Supplied information:
===============
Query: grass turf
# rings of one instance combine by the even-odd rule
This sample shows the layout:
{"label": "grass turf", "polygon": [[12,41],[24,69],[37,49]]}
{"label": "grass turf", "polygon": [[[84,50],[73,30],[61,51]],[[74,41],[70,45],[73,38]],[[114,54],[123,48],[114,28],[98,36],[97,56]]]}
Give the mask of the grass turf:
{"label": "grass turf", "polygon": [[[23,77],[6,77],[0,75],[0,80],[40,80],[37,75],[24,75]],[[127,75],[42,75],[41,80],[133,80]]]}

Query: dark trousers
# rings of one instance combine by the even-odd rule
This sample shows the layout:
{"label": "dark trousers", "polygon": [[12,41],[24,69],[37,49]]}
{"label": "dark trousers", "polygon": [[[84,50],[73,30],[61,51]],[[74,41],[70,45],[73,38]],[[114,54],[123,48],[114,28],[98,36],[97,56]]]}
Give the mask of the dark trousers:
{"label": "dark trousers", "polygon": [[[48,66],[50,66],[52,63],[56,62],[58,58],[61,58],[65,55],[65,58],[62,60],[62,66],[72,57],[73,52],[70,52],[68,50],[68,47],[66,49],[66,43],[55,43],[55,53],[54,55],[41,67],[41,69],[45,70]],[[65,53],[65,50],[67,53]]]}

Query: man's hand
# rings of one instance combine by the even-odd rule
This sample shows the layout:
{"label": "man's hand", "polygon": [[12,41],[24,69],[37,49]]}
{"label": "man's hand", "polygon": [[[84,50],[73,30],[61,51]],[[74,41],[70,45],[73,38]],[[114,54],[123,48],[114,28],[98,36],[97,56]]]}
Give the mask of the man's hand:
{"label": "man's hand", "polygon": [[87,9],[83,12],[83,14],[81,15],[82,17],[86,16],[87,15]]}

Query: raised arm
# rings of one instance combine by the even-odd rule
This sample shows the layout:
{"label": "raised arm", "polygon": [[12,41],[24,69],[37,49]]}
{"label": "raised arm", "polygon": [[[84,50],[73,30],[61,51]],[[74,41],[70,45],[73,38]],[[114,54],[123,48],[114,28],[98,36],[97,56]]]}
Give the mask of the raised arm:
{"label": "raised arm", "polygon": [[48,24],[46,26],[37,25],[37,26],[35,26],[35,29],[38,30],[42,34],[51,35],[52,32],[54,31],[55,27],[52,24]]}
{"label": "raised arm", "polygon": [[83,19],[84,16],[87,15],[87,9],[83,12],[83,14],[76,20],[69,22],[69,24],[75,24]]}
===============
Direction: Reproduce the items above line for line, with no changes.

Final answer:
Query: grass turf
# rings of one instance combine by the even-odd rule
This sample shows the layout:
{"label": "grass turf", "polygon": [[12,41],[24,69],[37,49]]}
{"label": "grass turf", "polygon": [[[84,50],[73,30],[61,51]],[[74,41],[70,45],[73,38]],[[114,54],[123,48],[114,28],[98,36],[97,56]]]}
Give the mask of the grass turf:
{"label": "grass turf", "polygon": [[[23,77],[6,77],[0,75],[0,80],[40,80],[37,75],[24,75]],[[127,75],[42,75],[41,80],[133,80]]]}

Query: dark trousers
# rings of one instance combine by the even-odd rule
This sample shows the layout:
{"label": "dark trousers", "polygon": [[12,41],[24,69],[37,49]]}
{"label": "dark trousers", "polygon": [[[84,50],[73,30],[61,51]],[[74,41],[70,45],[73,38]],[[114,54],[123,48],[114,28],[98,36],[97,56]]]}
Give the mask of the dark trousers:
{"label": "dark trousers", "polygon": [[[48,66],[50,66],[52,63],[56,62],[58,58],[61,58],[65,55],[65,58],[62,60],[62,66],[72,57],[73,52],[70,52],[68,50],[68,47],[66,49],[66,43],[55,43],[55,53],[54,55],[41,67],[41,69],[45,70]],[[65,53],[65,50],[67,53]]]}

Query: man's hand
# rings of one instance combine by the even-odd rule
This sample shows the layout:
{"label": "man's hand", "polygon": [[12,41],[24,69],[37,49]]}
{"label": "man's hand", "polygon": [[[84,50],[73,30],[61,51]],[[74,41],[70,45],[73,38]],[[114,54],[123,48],[114,28],[98,36],[97,56]]]}
Give the mask of the man's hand:
{"label": "man's hand", "polygon": [[87,9],[83,12],[83,14],[81,15],[82,17],[86,16],[87,15]]}

Query: raised arm
# rings of one instance combine by the even-odd rule
This sample shows the layout:
{"label": "raised arm", "polygon": [[12,41],[24,69],[37,49]]}
{"label": "raised arm", "polygon": [[[84,50],[73,30],[61,51]],[[74,41],[70,45],[73,38]],[[114,54],[123,48],[114,28],[98,36],[97,56]]]}
Give the mask of the raised arm:
{"label": "raised arm", "polygon": [[48,24],[46,26],[37,25],[37,26],[35,26],[35,29],[38,30],[42,34],[51,35],[52,32],[54,31],[55,27],[52,24]]}
{"label": "raised arm", "polygon": [[83,19],[84,16],[87,15],[87,9],[83,12],[83,14],[76,20],[69,22],[69,24],[75,24]]}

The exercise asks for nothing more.